→ WHAT THE TASK ASKS:
Convert the items below into a two-column CSV with the header text,answer and one row per item. Put each item's text and its answer in their own quoted fields, replace line breaks with spaces, and leave out the pictures.

→ MATERIAL TO PROCESS:
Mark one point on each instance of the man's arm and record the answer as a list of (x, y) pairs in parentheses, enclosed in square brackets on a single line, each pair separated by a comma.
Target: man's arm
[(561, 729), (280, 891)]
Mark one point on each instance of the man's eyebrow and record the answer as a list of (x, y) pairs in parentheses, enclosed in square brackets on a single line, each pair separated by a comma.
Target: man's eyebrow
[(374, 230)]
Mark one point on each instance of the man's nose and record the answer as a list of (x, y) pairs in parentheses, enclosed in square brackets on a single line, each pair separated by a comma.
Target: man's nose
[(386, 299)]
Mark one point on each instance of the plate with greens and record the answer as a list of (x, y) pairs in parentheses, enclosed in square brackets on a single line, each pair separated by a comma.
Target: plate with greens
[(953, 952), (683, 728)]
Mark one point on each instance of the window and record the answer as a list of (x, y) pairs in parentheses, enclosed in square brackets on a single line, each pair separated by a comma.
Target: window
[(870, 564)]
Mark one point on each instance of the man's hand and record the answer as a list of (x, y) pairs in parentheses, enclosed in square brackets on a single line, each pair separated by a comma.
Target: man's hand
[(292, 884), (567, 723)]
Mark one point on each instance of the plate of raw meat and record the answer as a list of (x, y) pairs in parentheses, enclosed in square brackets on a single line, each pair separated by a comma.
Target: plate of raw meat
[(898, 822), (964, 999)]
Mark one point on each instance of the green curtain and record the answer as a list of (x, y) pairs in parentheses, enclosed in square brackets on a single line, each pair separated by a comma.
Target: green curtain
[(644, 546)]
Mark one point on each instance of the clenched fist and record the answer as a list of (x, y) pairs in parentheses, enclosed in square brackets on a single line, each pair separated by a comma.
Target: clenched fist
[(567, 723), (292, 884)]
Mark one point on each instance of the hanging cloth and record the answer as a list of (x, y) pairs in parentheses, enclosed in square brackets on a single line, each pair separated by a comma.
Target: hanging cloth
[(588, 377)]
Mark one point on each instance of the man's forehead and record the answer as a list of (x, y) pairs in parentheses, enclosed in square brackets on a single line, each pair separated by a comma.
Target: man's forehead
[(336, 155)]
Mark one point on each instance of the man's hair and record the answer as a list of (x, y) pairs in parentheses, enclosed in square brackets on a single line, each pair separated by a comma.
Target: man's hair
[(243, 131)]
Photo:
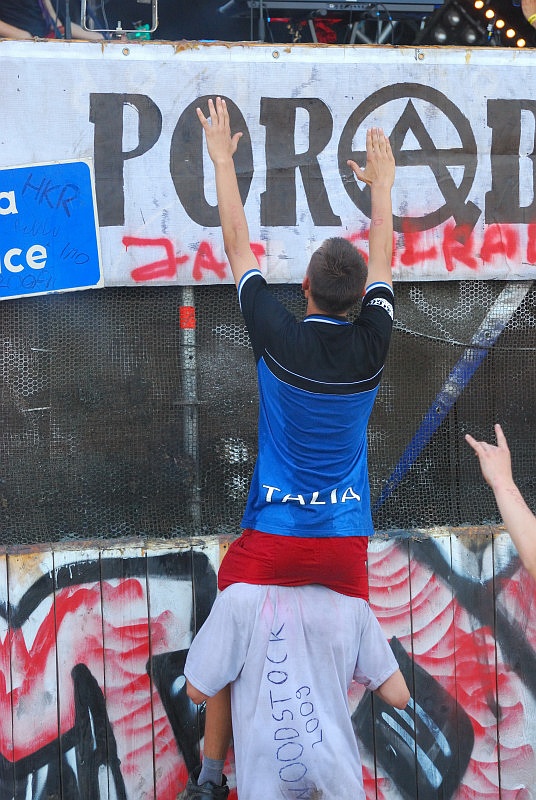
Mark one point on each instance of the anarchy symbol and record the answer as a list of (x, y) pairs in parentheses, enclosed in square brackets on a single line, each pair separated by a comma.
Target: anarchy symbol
[(437, 160)]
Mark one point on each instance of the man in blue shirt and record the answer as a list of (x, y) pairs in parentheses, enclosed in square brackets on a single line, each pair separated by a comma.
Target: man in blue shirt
[(308, 517)]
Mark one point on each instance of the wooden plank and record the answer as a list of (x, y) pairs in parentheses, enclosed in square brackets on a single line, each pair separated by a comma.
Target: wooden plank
[(34, 675), (125, 613), (7, 773), (516, 665), (386, 755), (82, 705), (176, 730), (476, 679)]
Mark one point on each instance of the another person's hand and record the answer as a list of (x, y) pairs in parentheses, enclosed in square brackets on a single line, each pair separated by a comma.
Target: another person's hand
[(380, 166), (495, 461), (221, 145)]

→ TASK SOLUTION:
text,answer
"Mark one point on each instance of the man's arm and record the answer as a list of (x, y) pairs in parentheses, enclosed in square brackets on a single line, each pair separated by a comma. Target: man's arm","[(561, 729), (280, 891)]"
"Mark one point on each instance of the man's eyebrow and record the answer as a list of (x, y) pairs in parentheses, enclosed in square brackets on a single line, each pair separated by a comma. Target: man's eyebrow","[(374, 230)]"
"Mark one point on each instance of the man's nose and record the answer as a list of (x, y) pairs in parentheses, enclosed in square brackets on a single line, each pair separated by a comma. Target: man's nose","[(386, 299)]"
"Mark one point on each instance of the plate with greens and record the answer as a list of (x, y) pairs in parentheses, enclosed in square brackets on a single line, each pair separated by a comma. Target: plate with greens","[(953, 952), (683, 728)]"
"Mark one point on each instance of the window and record the answer as a list of (x, y) pairs in parentheses, enclosed in square brackets on a single line, each pair separated by a comma. Target: window","[(870, 564)]"
"Mark one point on each instance of the man's hand and record the answer as a list of (x, y) pairs in parentheses, enclosed in square brackets on a single line, each pair separated by a comma. Target: man's hand","[(292, 884), (567, 723)]"
"Mark one point on each instance of the plate of raw meat and record the answer as a list of (x, y) pairs in parentheses, enclosed in square brackets on a single line, each pair separated by a comma. Target: plate of raw meat","[(898, 822), (964, 999)]"
"Mark one point on each instance of the green curtain and record the answer as a list of (x, y) pairs in parentheses, enclosed in square brackets on a single line, each pair separated by a comma. Target: green curtain","[(644, 546)]"
"Mark one point on each instance of the clenched fist and record the answer as a list of (x, y) pairs in parentheses, enclosed in square brackets on a single line, each pair separated by a comma. Target: clenched fist","[(567, 723), (292, 884)]"
"Mark one point on each instance of the hanging cloth and record the answer as a list of (x, y) pairs in parentheses, enclosed in square brackets on a single line, each pair separated by a comma. Target: hanging cloth","[(588, 377)]"
"Mark one point on each instance of the man's forehead and record the answer as a list of (x, y) pairs in parentheses, enclosed in square brackets on a single line, each pair separated by a comma. Target: man's forehead","[(336, 155)]"
"Mark one point on each instance of the man's hair and record the answer as a list of (x, y) pairs in parentheses, enclosed in square brackets on a single line, each pair separated by a comma. Target: man's hair","[(243, 131)]"
"Photo: Mark one point on each instance of the anarchy symbol and record the answer as a list of (x, y) pairs in parentheses, enclosed in square brackets on a single line, each pair separated by a comma. Target: anarchy symbol","[(437, 160)]"
"Mark one point on each instance of the man in blue shirt and record the answer as a list of (x, y) pairs in parentheses, enclosed in square brackets on a single line, each pair separated by a comma. Target: man in blue shirt","[(308, 517)]"
"Mark one point on each instance of the wooden plank and record the answer as a list of (x, y) pairs in parentheses, enclosed in square brackets on a single line, each pair separated by a comma. Target: wooden plank","[(34, 675), (125, 613), (7, 773), (516, 665), (386, 755), (82, 705), (176, 730), (476, 679)]"
"Mark one point on each instance of the another person's hand and record the answer as a list of (x, y) pairs in parentheses, enclosed in square brackets on a single line, each pair separated by a comma. Target: another person's hand","[(380, 166), (495, 461), (221, 145)]"